╭─ Selected excerpt

Station emergency and support personnel, as well as personnel from local law enforcement, took part in Exercise Desert Fire and helped evaluate the exercise, which occurred mainly in the station headquarters building.

The simulated shooter entered the building early in the workday and immediately began firing blanks at staged role players to simulate the killing and wounding of several people, while also taking hostages before a military police special response team stormed the building and subdued him.

An additional threat of an explosive-laden vehicle near the flight line, also part of the scenario, gave station explosive ordnance disposal technicians an opportunity to practice their response to such an incident.

Requirements to prepare for such an event enacted by the secretary of defense, and are now also required by Marine Corps order.

“This is in response to the ongoing threat to any installation,” said Col. Mark Werth, station commanding officer. “We needed to determine if our capabilities are able to respond to an active shooter. At the forefront of anything is the safety of the base and the people in it.”

The exercise’s creators strived to create the most realistic scenario possible.

“This training was based on a disgruntled employee taking up arms, which is very realistic,” said Yuma County Sheriff’s Deputy James Waddell, special response team instructor, who served as an evaluator for the exercise.

The exercise tested not only the station’s first responders but also various other personnel that would be affected by such an incident.

“This kind of practice is good for everybody because it’s not just a PMO issue. There are several entities on base that come together, as well as civilian law enforcement and fire departments that also respond to an event like this,” said Sgt. Jeff Ruby, a YPD SRT member who served as a evaluator for the exercise. “It also builds Marines’ trust in PMO to be able to handle this kind of event and let those other Marines help out in other ways.”

While the station’s military policemen responded to the shooter, simulated media members flooded the public affairs office with call for information on the event. The public affairs office disseminated information over the phone and via the station’s website, as well as held a press conference.

Even the Marine selected to act as the shooter saw the learning experiences of the scenario.

“I think everybody learned a lot from this training. They know what they need to improve and what they did decently,” said Cpl. David Reames, station armorer.

“An important part of training for an active shooter event is not only training those that respond to the threat, but also training the unarmed potential victims,” said Bill Tait, station emergency manager.

The station’s mission assurance department spent several weeks prior to the exercise training participants about the various aspects of reacting and surviving to such an attack.

The scenarios allowed the station’s emergency responders to determine what they did well and what they need to improve upon.

“We saw some things that we need to take care of, but situational awareness was established very rapidly,” said Tait.

Training for emergency situations will continue to be a part of the station’s training scenarios.

“There are a lot of scenarios that we train for, whether it be a chemical spill in town that has a cloud heading our way, and aircraft crash or a shooting, we need to train for all of them,” said Werth. “There will be another exercise like this down the road.”

╰─
╭─ Material provided

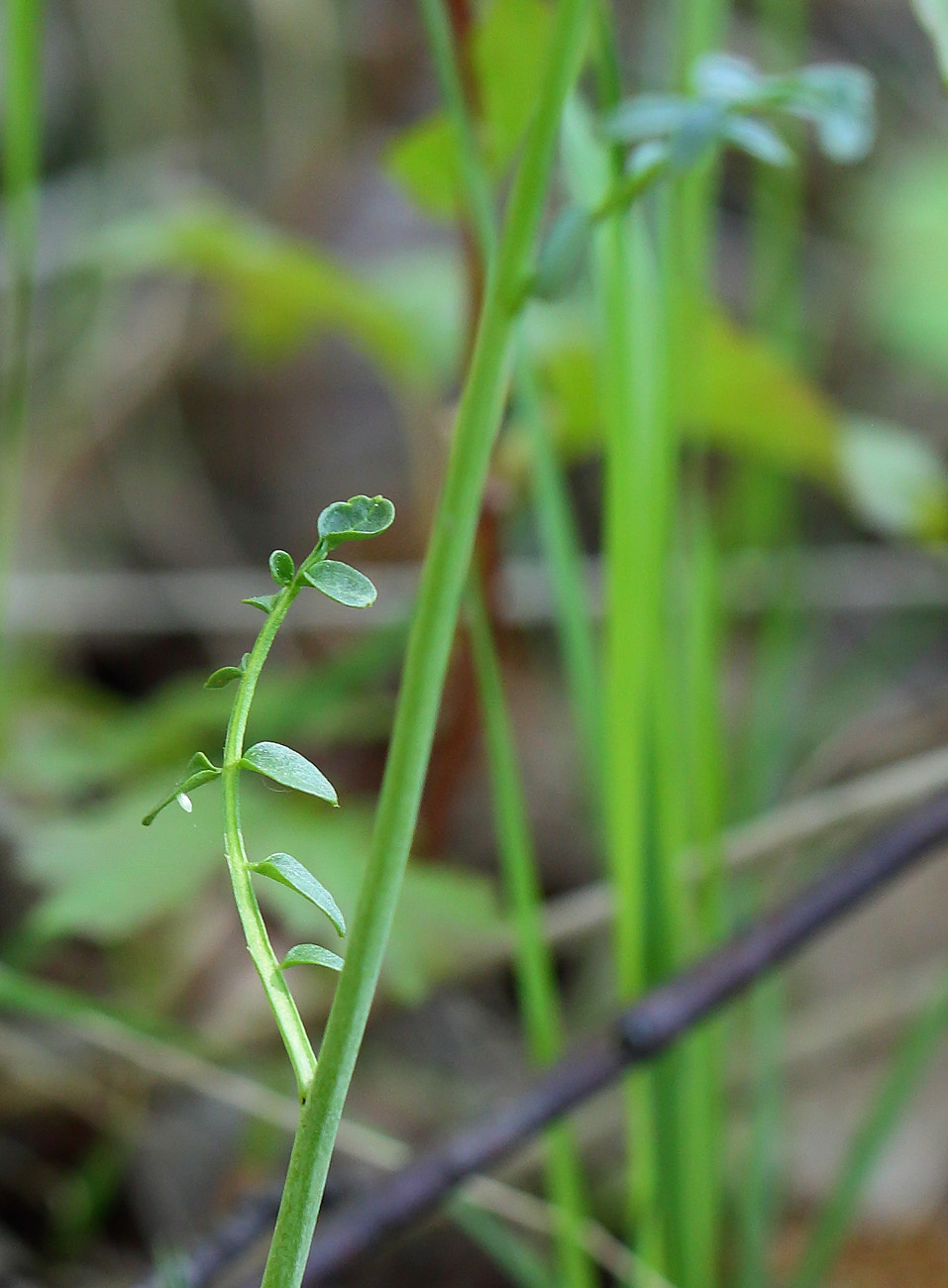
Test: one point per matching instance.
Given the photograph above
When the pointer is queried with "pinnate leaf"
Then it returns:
(290, 872)
(200, 771)
(355, 519)
(312, 954)
(342, 583)
(223, 677)
(282, 567)
(933, 14)
(286, 767)
(263, 601)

╰─

Actions to take |
a) Reproduce the passage of the Exercise Desert Fire article starting with "Station emergency and" and going on through "Marine Corps order.".
b) Answer these questions from the Exercise Desert Fire article:
(i) Who stormed the building and subdued the simulated shooter?
(ii) What position does Cpl. David Reames hold at the station?
(iii) How long before the exercise did the station's mission assurance department spend training participants?

Solutions in order |
a)
Station emergency and support personnel, as well as personnel from local law enforcement, took part in Exercise Desert Fire and helped evaluate the exercise, which occurred mainly in the station headquarters building.

The simulated shooter entered the building early in the workday and immediately began firing blanks at staged role players to simulate the killing and wounding of several people, while also taking hostages before a military police special response team stormed the building and subdued him.

An additional threat of an explosive-laden vehicle near the flight line, also part of the scenario, gave station explosive ordnance disposal technicians an opportunity to practice their response to such an incident.

Requirements to prepare for such an event enacted by the secretary of defense, and are now also required by Marine Corps order.

b)
(i) A military police special response team.
(ii) Station armorer.
(iii) Several weeks.